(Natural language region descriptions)
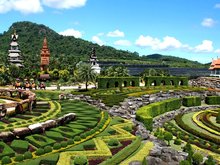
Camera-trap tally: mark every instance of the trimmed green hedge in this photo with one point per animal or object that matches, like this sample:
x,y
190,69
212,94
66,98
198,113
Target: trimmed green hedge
x,y
20,145
6,150
124,153
192,101
212,100
159,80
40,140
146,113
114,82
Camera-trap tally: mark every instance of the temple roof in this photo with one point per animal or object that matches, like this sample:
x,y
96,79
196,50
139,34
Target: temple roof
x,y
215,64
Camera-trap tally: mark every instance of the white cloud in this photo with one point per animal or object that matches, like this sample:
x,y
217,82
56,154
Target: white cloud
x,y
36,6
23,6
97,40
205,47
100,34
156,44
64,4
217,5
122,43
217,51
208,22
71,32
116,33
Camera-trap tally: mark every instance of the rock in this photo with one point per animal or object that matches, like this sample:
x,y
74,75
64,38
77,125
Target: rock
x,y
36,128
21,132
154,160
135,163
49,124
7,136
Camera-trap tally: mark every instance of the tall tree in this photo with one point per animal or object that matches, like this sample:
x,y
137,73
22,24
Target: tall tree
x,y
86,73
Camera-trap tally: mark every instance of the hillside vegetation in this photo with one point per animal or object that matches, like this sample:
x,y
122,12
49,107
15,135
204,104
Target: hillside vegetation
x,y
66,51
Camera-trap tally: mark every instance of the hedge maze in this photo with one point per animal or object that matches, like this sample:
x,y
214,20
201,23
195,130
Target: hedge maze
x,y
199,128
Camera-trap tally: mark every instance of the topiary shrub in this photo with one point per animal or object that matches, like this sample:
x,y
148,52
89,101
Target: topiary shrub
x,y
6,160
218,117
80,160
63,144
210,161
28,155
128,128
168,136
77,138
40,151
113,142
57,146
197,158
47,149
83,136
191,101
212,100
177,141
19,158
70,141
185,162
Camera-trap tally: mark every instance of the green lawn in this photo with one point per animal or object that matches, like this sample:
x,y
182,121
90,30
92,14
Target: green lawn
x,y
187,119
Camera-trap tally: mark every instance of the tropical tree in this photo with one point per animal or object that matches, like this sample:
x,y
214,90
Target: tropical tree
x,y
64,74
168,136
86,73
197,158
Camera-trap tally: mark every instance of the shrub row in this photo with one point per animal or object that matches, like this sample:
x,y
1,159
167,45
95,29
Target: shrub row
x,y
180,123
191,101
145,114
204,118
124,153
191,138
212,100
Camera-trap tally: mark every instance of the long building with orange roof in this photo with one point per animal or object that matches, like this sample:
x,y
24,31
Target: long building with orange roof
x,y
215,68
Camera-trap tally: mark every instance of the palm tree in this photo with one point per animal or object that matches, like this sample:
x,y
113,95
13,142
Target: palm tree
x,y
86,73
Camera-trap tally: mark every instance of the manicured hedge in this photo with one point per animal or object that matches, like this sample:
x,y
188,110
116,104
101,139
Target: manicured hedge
x,y
40,140
20,145
113,82
147,113
191,101
124,153
6,150
212,100
160,80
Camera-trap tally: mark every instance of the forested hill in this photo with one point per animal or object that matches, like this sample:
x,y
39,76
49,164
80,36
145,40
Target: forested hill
x,y
66,50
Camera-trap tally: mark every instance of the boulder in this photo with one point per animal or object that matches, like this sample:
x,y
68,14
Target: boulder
x,y
21,132
36,128
49,124
7,136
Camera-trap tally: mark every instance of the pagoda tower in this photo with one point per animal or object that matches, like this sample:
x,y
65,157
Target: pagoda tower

§ **Work to be completed**:
"pagoda" is the word to look for; copy every line of the data that has it.

§ **Solution for this exercise**:
Camera-trap tally: mark every instance of the pagoda tower in this photo with one point per animal or object that matches, like this sample:
Target: pagoda tower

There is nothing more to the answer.